-- start INFORMATION PROVIDED --

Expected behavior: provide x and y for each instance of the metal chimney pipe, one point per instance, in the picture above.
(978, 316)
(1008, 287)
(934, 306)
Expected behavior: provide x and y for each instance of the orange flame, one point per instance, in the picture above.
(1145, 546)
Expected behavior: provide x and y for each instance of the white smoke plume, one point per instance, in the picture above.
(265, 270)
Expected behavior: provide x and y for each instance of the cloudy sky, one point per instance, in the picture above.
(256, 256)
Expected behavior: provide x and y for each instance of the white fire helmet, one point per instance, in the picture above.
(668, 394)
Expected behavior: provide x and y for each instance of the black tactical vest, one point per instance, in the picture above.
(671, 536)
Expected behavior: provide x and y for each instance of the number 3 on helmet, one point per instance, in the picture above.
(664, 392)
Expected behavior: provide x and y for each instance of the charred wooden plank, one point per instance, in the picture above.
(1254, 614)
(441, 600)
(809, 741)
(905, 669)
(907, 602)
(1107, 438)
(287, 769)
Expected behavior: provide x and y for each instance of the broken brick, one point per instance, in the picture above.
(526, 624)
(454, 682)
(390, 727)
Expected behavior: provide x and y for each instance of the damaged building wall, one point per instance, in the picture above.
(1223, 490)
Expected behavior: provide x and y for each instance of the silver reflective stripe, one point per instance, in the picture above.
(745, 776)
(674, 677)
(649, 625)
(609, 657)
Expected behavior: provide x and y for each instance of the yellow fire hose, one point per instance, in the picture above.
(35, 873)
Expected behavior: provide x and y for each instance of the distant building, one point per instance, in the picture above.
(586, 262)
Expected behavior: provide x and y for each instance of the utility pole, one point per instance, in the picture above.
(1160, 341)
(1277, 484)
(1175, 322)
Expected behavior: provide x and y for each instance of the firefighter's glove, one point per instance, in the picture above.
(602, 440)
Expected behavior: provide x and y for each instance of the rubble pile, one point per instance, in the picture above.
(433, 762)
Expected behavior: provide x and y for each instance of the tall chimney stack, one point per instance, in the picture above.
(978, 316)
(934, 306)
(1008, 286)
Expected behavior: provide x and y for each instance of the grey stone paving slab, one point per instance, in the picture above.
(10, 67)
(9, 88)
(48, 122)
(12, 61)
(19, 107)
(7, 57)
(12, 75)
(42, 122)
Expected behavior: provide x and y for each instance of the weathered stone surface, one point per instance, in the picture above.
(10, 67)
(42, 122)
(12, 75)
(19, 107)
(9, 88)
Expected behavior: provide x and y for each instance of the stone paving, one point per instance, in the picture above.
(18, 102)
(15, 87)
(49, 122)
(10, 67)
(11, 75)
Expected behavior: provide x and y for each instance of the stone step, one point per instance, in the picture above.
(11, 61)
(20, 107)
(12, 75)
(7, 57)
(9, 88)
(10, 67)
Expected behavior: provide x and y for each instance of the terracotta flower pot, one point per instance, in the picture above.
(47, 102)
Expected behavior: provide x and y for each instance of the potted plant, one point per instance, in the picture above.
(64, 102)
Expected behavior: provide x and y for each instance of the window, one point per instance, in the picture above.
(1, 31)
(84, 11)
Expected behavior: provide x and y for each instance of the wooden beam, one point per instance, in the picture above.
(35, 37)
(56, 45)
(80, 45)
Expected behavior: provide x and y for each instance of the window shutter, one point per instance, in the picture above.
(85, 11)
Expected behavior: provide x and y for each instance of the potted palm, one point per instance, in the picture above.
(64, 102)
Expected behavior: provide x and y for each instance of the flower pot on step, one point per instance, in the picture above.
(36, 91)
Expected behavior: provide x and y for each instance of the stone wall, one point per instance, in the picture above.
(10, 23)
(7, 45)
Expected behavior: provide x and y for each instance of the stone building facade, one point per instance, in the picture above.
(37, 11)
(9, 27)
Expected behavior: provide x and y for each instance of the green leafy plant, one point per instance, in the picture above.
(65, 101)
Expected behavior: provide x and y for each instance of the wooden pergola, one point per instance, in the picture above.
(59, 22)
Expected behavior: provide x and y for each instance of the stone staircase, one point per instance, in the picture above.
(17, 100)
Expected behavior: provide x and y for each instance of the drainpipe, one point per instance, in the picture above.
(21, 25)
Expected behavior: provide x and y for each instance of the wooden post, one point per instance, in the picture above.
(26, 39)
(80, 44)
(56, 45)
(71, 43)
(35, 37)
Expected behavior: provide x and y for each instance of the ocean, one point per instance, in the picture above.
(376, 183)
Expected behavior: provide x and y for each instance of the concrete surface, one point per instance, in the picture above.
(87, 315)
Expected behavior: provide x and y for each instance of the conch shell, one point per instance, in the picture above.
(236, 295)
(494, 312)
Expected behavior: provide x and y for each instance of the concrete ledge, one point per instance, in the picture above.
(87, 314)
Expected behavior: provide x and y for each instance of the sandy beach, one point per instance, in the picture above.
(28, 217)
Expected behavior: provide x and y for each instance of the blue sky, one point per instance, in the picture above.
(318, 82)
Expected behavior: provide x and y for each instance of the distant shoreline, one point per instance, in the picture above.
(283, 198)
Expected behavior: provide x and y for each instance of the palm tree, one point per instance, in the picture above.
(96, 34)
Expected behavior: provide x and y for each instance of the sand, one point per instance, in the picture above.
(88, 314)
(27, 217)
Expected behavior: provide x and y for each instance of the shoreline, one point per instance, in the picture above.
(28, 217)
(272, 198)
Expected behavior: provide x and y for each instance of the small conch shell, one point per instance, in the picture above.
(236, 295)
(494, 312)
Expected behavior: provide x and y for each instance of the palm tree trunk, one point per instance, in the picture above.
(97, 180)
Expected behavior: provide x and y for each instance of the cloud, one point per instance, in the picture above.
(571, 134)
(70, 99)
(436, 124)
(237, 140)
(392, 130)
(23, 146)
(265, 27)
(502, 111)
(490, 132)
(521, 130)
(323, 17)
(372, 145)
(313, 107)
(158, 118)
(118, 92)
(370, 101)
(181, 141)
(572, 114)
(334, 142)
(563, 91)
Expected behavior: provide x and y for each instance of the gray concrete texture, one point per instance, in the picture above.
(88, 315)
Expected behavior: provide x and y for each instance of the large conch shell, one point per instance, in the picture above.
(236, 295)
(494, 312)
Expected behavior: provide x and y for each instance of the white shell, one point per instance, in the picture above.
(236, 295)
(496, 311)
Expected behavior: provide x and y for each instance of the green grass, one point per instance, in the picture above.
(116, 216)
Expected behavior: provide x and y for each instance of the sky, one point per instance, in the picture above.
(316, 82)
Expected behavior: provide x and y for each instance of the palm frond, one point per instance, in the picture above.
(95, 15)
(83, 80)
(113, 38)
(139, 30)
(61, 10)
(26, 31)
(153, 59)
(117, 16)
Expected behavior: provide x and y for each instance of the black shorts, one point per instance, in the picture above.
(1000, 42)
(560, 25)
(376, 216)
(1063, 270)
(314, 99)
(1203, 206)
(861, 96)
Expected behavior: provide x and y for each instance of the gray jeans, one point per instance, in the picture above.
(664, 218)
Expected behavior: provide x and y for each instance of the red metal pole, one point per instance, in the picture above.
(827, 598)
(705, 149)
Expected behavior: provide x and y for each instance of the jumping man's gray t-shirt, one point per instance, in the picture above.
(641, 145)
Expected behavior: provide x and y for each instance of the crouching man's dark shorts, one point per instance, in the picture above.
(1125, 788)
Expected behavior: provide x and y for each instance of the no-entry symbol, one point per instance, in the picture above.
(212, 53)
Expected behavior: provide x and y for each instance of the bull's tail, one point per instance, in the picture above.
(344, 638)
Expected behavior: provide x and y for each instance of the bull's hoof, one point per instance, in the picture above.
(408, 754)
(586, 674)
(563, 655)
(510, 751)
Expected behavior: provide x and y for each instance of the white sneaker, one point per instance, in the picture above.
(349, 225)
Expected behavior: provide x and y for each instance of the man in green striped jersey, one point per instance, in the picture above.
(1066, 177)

-- end INFORMATION PROVIDED --

Send back exactly the lines from the line with "of the crouching" through the end of the records.

Expected behavior: provide x and y for each instance of the crouching man's dark shorts, one point per instance, in the picture above.
(1125, 788)
Expected behavior: provide x and y for each instance of the no-entry symbol, one point per instance, in the picture above.
(212, 53)
Expected behavior: provide x and y for each instance of the bull's tail, one point per instance, in the picture above.
(344, 638)
Expected behavior: provide x and y for each instance of the bull's hoof, one point per instance, in the picture above.
(408, 754)
(586, 674)
(563, 655)
(510, 751)
Expected behavior: provide x and y for each instance of the white sneaker, one point per instance, in the picture above.
(349, 225)
Expected behavior: provide x and y for each instance of the man in green striped jersey, one point per instance, in the picture above.
(1066, 177)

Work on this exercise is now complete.